---------- Data excerpts
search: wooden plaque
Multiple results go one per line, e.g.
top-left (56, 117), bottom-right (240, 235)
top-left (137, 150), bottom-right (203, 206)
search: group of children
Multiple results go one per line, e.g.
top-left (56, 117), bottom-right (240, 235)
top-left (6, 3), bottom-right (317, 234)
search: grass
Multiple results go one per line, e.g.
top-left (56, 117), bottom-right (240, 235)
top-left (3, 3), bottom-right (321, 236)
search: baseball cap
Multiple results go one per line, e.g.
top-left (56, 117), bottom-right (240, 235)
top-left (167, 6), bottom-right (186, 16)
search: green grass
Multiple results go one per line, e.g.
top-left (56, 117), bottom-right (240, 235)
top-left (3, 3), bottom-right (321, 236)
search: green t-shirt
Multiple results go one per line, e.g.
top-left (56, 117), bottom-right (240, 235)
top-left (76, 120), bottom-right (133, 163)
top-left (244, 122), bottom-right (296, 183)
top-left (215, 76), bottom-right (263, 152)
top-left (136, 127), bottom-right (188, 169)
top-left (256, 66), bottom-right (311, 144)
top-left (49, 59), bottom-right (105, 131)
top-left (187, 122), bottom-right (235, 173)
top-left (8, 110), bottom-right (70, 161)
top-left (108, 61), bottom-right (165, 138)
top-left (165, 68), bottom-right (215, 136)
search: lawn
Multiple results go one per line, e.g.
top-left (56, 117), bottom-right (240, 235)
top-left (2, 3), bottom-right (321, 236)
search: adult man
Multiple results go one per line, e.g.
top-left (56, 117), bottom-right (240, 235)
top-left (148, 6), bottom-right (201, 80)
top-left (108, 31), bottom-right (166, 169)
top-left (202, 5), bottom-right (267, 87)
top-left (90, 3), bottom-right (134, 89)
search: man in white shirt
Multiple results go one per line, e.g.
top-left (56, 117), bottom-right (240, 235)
--------------------
Can you output every line of all the rows above as a numbered list, leaving out any blank lines?

» Written solution:
1. search: wooden plaque
2. Multiple results go one per line, e.g.
3. top-left (56, 117), bottom-right (240, 235)
4. top-left (137, 150), bottom-right (203, 206)
5. search: group of children
6. Multiple results go one per line, e.g.
7. top-left (56, 117), bottom-right (240, 235)
8. top-left (6, 3), bottom-right (317, 234)
9. search: grass
10. Multiple results go one per line, e.g.
11. top-left (56, 117), bottom-right (240, 235)
12. top-left (3, 3), bottom-right (321, 236)
13. search: baseball cap
14. Multiple results go one per line, e.g.
15. top-left (56, 117), bottom-right (240, 235)
16. top-left (167, 6), bottom-right (186, 16)
17. search: green grass
18. Multiple results go one per line, e.g.
19. top-left (56, 117), bottom-right (240, 235)
20. top-left (3, 3), bottom-right (321, 236)
21. search: green t-shirt
22. Multiple results go one per line, e.g.
23. top-left (56, 117), bottom-right (240, 235)
24. top-left (76, 120), bottom-right (133, 163)
25. top-left (244, 122), bottom-right (296, 183)
26. top-left (215, 76), bottom-right (263, 152)
27. top-left (136, 127), bottom-right (188, 169)
28. top-left (256, 66), bottom-right (311, 144)
29. top-left (49, 59), bottom-right (105, 131)
30. top-left (187, 122), bottom-right (235, 173)
31. top-left (8, 110), bottom-right (70, 161)
32. top-left (108, 61), bottom-right (165, 138)
33. top-left (165, 68), bottom-right (215, 136)
34. search: lawn
35. Multiple results go one per line, e.g.
36. top-left (56, 117), bottom-right (240, 235)
37. top-left (2, 3), bottom-right (321, 236)
38. search: adult man
39. Multiple results go one per line, e.g.
40. top-left (56, 117), bottom-right (240, 235)
41. top-left (148, 6), bottom-right (201, 80)
42. top-left (108, 31), bottom-right (166, 169)
43. top-left (202, 5), bottom-right (267, 87)
44. top-left (90, 3), bottom-right (134, 89)
45. search: man in white shirt
46. Multiple results go one per line, e.g.
47. top-left (56, 117), bottom-right (240, 235)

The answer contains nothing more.